→ EXTRACT TO READ:

● ● ● ●

Surviving Takes All Kinds of Friends

C.S. Lewis once said that friendship “has no survival value; rather it is one of those things which give value to survival.” He was partially right. Friendship undoubtedly improves the quality of our our lives. Yet evidence suggests it also improves the quantity. One study on elderly Australians showed that having a larger network of friends reduced people’s chances of dying over 10 years by 22%, even after controlling for other variables like age, health, and lifestyle.

Believe it or not, the same is true for oak trees.

For starters, oak trees draw great strength from each other. Like other groves of trees, when oaks are planted in small groups their root systems actually interlock. Quoting from Douglas Tallamy’s definitive text The Nature of Oaks:

In most treed areas of the country, trees grow in forests, not by their lonesome. Yes, each member of the forest is a bit smaller than it would be on its own, but it is also far more stable… forming a continuous matrix of large and small roots that is extraordinarily difficult to uproot. When the big winds come, grouped trees may lose a branch or two… but they rarely blow over entirely.

Oaks also find many friends within the animal kingdom. Some make their homes in trunks that stretch 30+ feet in girth or branches that reach a hundred feet high. An oak’s canopy can provide more shelter than five average single-story American houses, which shields an understory of more than 15,000 square feet. The acorns that fall within that canopy are dietary staples for 150+ different species, including squirrels, turkeys, deer, and birds.

Of all the animals who feast on acorns, the most symbiotic relationship appears to exist between oaks and blue jays. Why? Blue jays cache up to 5,000 acorns each year, selecting healthy acorns with nearly 90% accuracy and depositing them up to 2.5 miles away. And while jays are highly proficient hoarders, they seem to only remember about a quarter of their hiding places before springtime. This means an individual bird plants over three thousand oak trees in his 10+ year life span. Such prodigious planting likely explains how oak trees grew dominant across so much of North America after the last ice age – blue jays simply spread acorns faster than wind could disperse other seeds.

Even an oak tree’s dead leaves are fodder for friendship. A single mature oak (with half a million leaves) provides food and shelter for 100,000 springtails, 90,000 proturans, 250,000 arthropods, and over 1,000,000 nematodes per square meter of leaf “litter.” Within the rhizosphere (soil-root interface) of a single tree, literally billions of tiny creatures live out their lives returning nutrients to the soil, protecting the oak against myriad invasive species, and preserving the water table from ecological devastation.

If oaks have to rely on a diverse network of friends to thrive, it comes as no surprise that humans do as well. This was most evident to me when I tried tackling a full Ironman triathlon in 2018. That day it wasn’t the hundreds of hours I had spent training that pushed me over the finish line. It wasn’t my (minimal) talent, my carefully planned nutrition, or my gear. And though I was incredibly lucky at several points during that day, it wasn’t even luck.

● ● ● ●

Stored items

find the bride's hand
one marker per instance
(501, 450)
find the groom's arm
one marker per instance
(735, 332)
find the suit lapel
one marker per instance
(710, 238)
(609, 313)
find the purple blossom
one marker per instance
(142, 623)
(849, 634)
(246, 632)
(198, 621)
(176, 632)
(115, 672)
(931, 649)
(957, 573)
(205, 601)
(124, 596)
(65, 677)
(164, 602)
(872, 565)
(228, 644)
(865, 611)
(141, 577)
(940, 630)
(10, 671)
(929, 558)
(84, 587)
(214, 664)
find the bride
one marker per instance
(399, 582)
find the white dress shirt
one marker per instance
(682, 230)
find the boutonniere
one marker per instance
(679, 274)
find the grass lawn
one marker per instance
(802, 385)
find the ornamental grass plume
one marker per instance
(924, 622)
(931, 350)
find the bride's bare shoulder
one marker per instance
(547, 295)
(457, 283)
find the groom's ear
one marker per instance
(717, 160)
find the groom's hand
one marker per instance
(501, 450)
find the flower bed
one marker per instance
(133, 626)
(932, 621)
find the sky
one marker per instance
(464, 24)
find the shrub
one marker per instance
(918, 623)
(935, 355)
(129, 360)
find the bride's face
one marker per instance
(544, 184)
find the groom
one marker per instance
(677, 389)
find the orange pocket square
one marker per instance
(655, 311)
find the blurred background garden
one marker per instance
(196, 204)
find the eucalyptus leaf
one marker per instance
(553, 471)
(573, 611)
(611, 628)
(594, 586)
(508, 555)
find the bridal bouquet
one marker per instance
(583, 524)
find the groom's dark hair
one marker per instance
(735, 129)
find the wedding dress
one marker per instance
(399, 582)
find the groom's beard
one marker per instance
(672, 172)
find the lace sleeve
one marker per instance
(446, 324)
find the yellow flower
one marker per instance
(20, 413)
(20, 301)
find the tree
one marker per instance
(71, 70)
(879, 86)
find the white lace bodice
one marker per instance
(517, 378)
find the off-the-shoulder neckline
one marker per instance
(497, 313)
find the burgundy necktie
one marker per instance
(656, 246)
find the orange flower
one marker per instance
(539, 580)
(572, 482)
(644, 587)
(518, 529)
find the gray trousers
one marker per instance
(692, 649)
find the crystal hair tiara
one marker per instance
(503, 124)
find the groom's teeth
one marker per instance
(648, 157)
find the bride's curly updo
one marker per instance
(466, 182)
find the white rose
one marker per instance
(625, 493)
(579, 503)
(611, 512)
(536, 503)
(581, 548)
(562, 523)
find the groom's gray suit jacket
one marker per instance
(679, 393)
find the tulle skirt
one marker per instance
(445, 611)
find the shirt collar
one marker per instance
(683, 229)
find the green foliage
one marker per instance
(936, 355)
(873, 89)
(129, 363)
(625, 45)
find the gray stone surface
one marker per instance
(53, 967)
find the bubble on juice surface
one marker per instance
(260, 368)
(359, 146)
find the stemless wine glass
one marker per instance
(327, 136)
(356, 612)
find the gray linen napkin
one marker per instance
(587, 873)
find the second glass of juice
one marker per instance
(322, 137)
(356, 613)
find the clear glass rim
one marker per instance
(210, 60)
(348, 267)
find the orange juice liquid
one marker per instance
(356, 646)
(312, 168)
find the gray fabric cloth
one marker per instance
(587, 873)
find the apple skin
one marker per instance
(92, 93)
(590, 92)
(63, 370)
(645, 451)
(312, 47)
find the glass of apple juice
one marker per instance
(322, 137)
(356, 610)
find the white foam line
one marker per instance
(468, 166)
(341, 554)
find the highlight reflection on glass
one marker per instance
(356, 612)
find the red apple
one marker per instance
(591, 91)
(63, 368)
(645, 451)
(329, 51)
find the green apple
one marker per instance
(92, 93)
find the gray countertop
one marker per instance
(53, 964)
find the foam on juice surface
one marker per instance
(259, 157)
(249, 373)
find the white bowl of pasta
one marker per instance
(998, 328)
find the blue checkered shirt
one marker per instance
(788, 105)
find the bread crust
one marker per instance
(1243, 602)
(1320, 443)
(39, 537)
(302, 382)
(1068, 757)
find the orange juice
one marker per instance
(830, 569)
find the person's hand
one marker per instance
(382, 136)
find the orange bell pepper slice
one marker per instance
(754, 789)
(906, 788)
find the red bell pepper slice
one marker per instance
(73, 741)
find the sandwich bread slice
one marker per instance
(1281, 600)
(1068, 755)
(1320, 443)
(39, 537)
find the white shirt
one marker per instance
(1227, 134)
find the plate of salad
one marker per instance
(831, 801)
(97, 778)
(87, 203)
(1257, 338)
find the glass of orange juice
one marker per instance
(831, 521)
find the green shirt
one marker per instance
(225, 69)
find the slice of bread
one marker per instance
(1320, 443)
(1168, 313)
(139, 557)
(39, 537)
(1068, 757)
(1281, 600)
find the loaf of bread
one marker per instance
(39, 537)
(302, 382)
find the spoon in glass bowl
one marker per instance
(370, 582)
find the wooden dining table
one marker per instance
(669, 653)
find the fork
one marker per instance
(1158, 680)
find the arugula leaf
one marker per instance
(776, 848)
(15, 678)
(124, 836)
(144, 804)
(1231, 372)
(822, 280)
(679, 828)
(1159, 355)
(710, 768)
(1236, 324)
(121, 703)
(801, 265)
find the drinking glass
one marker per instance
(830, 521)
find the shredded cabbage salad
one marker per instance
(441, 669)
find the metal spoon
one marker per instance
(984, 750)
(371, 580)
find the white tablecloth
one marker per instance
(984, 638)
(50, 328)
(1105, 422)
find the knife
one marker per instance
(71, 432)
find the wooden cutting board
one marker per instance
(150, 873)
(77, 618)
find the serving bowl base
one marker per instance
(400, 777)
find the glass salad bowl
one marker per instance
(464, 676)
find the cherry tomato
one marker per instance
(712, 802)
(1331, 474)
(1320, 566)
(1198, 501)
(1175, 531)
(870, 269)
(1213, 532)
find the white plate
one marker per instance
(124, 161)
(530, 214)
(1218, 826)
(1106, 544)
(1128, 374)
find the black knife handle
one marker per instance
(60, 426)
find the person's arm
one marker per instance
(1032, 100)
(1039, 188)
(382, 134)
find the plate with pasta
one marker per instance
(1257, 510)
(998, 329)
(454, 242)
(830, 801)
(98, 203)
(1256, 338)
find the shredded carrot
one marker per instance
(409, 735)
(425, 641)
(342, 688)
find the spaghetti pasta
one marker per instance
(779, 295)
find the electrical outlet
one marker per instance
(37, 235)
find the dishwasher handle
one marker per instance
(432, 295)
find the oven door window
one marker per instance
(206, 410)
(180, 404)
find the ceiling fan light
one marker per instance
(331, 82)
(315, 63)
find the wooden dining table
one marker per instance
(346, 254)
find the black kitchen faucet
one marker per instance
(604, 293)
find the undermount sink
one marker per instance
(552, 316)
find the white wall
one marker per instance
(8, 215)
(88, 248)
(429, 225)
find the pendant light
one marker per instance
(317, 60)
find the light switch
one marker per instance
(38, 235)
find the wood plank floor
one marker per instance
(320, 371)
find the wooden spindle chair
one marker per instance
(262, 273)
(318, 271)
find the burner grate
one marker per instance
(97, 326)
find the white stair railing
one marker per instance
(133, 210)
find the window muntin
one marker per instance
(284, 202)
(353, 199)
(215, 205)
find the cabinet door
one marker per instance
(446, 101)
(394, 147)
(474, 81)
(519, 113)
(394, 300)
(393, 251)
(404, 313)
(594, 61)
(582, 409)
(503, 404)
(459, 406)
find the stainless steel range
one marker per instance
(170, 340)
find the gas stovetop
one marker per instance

● ● ● ●

→ PROBLEM REQUIREMENTS: In the essay on oaks and friendship above, condense the paragraph beginning "Oaks also find many friends" into a short bulleted list that keeps its main facts.

→ ANSWER BOX:
- Oaks host many animals, some living in trunks more than 30 feet around or in branches up to a hundred feet high.
- An oak's canopy offers more shelter than five average single-story American houses and covers an understory of over 15,000 square feet.
- Acorns falling under the canopy are a dietary staple for more than 150 species, including squirrels, turkeys, deer, and birds.